# EXERCISE DATA:
►

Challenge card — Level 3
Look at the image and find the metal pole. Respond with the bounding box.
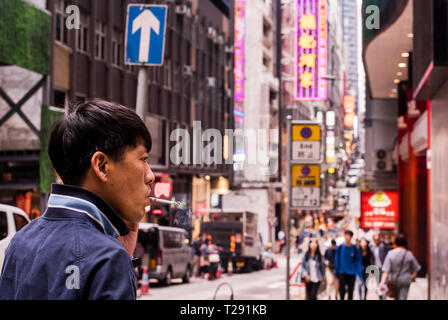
[136,67,149,120]
[276,0,282,183]
[286,115,292,300]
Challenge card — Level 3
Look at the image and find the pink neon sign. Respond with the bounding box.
[234,0,245,102]
[295,0,328,101]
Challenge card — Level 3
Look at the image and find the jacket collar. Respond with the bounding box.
[44,184,129,238]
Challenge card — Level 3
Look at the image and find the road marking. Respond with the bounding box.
[266,281,284,289]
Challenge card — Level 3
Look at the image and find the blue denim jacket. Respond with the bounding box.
[0,184,136,300]
[301,253,326,282]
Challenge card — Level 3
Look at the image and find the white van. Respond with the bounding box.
[135,223,193,286]
[0,204,31,274]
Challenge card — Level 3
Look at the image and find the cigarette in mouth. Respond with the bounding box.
[145,197,184,213]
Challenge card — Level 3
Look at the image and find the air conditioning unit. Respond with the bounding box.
[375,149,393,172]
[183,65,193,76]
[207,27,217,40]
[224,45,234,53]
[175,4,188,15]
[206,77,216,88]
[216,35,225,45]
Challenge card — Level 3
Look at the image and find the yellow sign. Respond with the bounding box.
[291,164,321,188]
[292,124,321,141]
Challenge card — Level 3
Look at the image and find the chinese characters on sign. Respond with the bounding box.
[295,0,328,101]
[361,191,399,229]
[291,124,321,161]
[234,0,245,102]
[291,164,321,207]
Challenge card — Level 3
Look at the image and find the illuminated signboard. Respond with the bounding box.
[295,0,328,101]
[234,0,245,102]
[344,95,356,112]
[361,191,399,229]
[152,209,163,215]
[153,182,172,199]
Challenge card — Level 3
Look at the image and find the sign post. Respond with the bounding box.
[125,4,168,120]
[286,115,292,300]
[286,119,322,300]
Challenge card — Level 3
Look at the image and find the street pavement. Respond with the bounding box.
[138,243,428,300]
[138,252,301,300]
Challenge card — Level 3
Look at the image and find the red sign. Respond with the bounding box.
[361,191,398,229]
[153,182,171,199]
[152,209,163,215]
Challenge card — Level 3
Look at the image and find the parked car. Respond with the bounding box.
[136,223,193,286]
[0,204,30,274]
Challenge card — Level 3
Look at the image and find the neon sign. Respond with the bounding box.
[234,0,245,102]
[153,182,172,199]
[295,0,328,101]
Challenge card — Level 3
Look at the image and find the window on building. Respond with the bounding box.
[263,18,271,39]
[112,29,123,67]
[95,21,107,60]
[55,0,68,44]
[163,59,172,89]
[145,116,167,167]
[0,211,7,240]
[53,89,67,109]
[173,64,180,92]
[77,13,89,54]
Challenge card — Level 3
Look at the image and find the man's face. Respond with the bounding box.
[344,234,352,244]
[373,235,380,245]
[104,143,154,223]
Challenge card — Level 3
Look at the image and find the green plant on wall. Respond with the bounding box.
[0,0,50,75]
[40,105,65,193]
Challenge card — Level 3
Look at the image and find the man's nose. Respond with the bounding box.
[145,166,155,185]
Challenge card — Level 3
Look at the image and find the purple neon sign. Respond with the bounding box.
[234,0,245,102]
[295,0,328,101]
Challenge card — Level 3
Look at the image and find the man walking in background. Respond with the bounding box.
[334,230,363,300]
[324,239,339,300]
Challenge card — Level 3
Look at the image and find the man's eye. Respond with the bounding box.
[142,157,148,162]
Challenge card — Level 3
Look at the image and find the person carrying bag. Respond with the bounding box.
[379,234,421,300]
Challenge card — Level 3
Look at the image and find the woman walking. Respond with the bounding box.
[301,239,326,300]
[379,234,421,300]
[358,238,374,299]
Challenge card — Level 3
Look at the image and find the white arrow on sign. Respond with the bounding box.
[132,9,160,63]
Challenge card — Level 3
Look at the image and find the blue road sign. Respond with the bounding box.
[125,4,167,65]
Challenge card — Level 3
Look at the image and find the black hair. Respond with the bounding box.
[395,233,407,247]
[305,239,322,262]
[344,230,354,237]
[49,99,152,186]
[331,239,337,246]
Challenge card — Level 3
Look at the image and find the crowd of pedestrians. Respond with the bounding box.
[300,230,421,300]
[191,233,222,281]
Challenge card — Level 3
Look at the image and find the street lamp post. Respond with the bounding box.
[286,115,292,300]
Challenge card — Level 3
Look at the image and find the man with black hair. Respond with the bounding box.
[0,100,155,300]
[324,239,339,300]
[334,230,363,300]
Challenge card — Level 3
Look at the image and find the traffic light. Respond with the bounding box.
[328,167,335,174]
[230,235,236,252]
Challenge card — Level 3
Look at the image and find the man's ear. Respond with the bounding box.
[90,151,110,182]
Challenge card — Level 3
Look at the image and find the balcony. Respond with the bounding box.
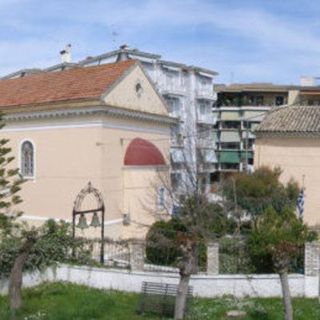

◄

# PROBLEM STATEMENT:
Without the pictures, return the whole of the data exactly as given.

# ANSWER FOR THE TASK:
Challenge card — Level 3
Look at the image and find the metal pole. Respond with the bounding box.
[136,67,149,120]
[276,0,282,183]
[286,115,292,300]
Challenge card — Level 3
Look at the image and find the pink neon sign. Respond with the bounding box.
[234,0,245,102]
[295,0,328,101]
Challenge card — Level 3
Look at the image and find the jacket collar. Respond with the bounding box.
[44,184,129,238]
Challenge card — Level 3
Look at the image and find the road marking. Respond with the bounding box.
[266,281,284,289]
Challenge card — Level 3
Look at the image and find the blue denim jacket. Respond with the bounding box.
[0,184,136,300]
[301,253,326,282]
Challenge card — Level 3
Look at the image and find the white van. Respond with the bounding box.
[135,223,193,286]
[0,204,31,274]
Challenge card — Level 3
Look at the image and find the cigarette in mouth. Respond with the bounding box.
[145,197,184,213]
Challenge card — Level 3
Look at the image and find the air conditioning unit. Respond with the bounding box.
[375,149,393,172]
[183,65,193,76]
[207,27,217,40]
[224,45,234,53]
[175,4,188,15]
[206,77,216,88]
[216,35,225,45]
Challenge card — Level 3
Look at the image and find the yellow sign. Respond with the bounding box.
[291,164,321,188]
[292,124,321,141]
Challenge card — Level 3
Look at the image and find the chinese characters on sign. Respond with the bounding box.
[295,0,328,101]
[361,191,399,229]
[291,124,321,161]
[234,0,245,102]
[291,164,321,207]
Challenge card — Level 3
Look at the image and find the illuminated signboard. Respond with the bounding box.
[295,0,328,101]
[234,0,245,102]
[344,95,356,112]
[361,191,399,229]
[152,209,163,215]
[153,182,172,199]
Challenge card — Level 3
Look at the image and find the sign post. Respond with the bounding box.
[125,4,168,120]
[286,115,292,300]
[286,119,322,300]
Challenge card — Level 3
Look at the image and find the street pavement. Respond with the bounding box.
[138,243,428,300]
[138,252,301,300]
Challenge card — Level 3
Look at the image and find the red sign. Respond with the bounding box.
[361,191,398,229]
[153,182,171,199]
[152,209,163,215]
Challenge card — Level 3
Look at the image and find the parked car. Respond with the bounding box.
[136,223,193,286]
[0,204,30,274]
Challenge card — Level 3
Look at the image and find the neon sign. Respond with the bounding box.
[234,0,245,102]
[153,182,172,199]
[295,0,328,101]
Challenge card — Level 3
Look at the image and find the window on building. Respond with the bounding box.
[263,18,271,39]
[112,29,123,67]
[95,21,107,60]
[55,0,68,44]
[163,59,172,89]
[145,116,167,167]
[0,211,7,240]
[53,89,67,109]
[173,64,180,92]
[77,13,89,54]
Challenge card — Level 3
Look at the image and find the man's face. Respond with the bounding box.
[344,234,352,244]
[373,235,380,245]
[104,143,154,223]
Challenge card — Level 3
Look at the image and find the green plant on wall. Respond with the bounding box.
[0,0,50,75]
[40,105,65,193]
Challenge card — Level 3
Look at the image and find the man's nose. Respond with the bounding box.
[145,166,155,185]
Challenge card — Level 3
Look at the image and find the purple neon sign. Respond with the bounding box.
[234,0,245,102]
[295,0,328,101]
Challenge card — Level 3
Look at the image and find the man walking in background. Respond with the bounding box.
[334,230,363,300]
[324,239,339,300]
Challenge card — Level 3
Look at the image and find the man's eye. Respond with the bounding box.
[142,157,148,162]
Challenge card — Level 3
Look at the image and find the person carrying bag. Respond with the bounding box.
[379,234,421,300]
Challenge card — Level 3
Look at the image and find the woman walking. Respond with the bounding box.
[301,239,326,300]
[379,234,421,300]
[358,238,374,299]
Challenge card — Level 3
Look at the image and find the white arrow on sign. Respond with the bounding box.
[132,9,160,63]
Challenge card — Level 3
Look at the image and find the blue road sign. Respond with the bounding box.
[125,4,167,65]
Challenge card — Level 3
Look at the image and find the black hair. Respond with the bounding box.
[395,233,407,247]
[305,239,322,262]
[344,230,354,237]
[49,99,152,186]
[331,239,337,246]
Challenge card — Level 3
Look at the image and find the crowd of pedestrians. Respond with the bounding box.
[300,230,421,300]
[191,233,222,281]
Challenge card — Level 3
Look at the image and find the street lamp post. Respond with the bounding box.
[286,115,292,300]
Challenge card — Level 3
Look at the image and find the man with black hair. Respond with the bounding box.
[0,100,155,300]
[324,239,339,300]
[334,230,363,300]
Challenge card — Level 3
Look at the image and find the traffic light. Respond with the bounding box.
[328,167,335,174]
[230,235,236,252]
Challenge card — Level 3
Look at the image and find the man's ear. Respond with the bounding box.
[90,151,110,182]
Challenge card — Level 3
Look at the image and find the balcony. Respond with the bounding box.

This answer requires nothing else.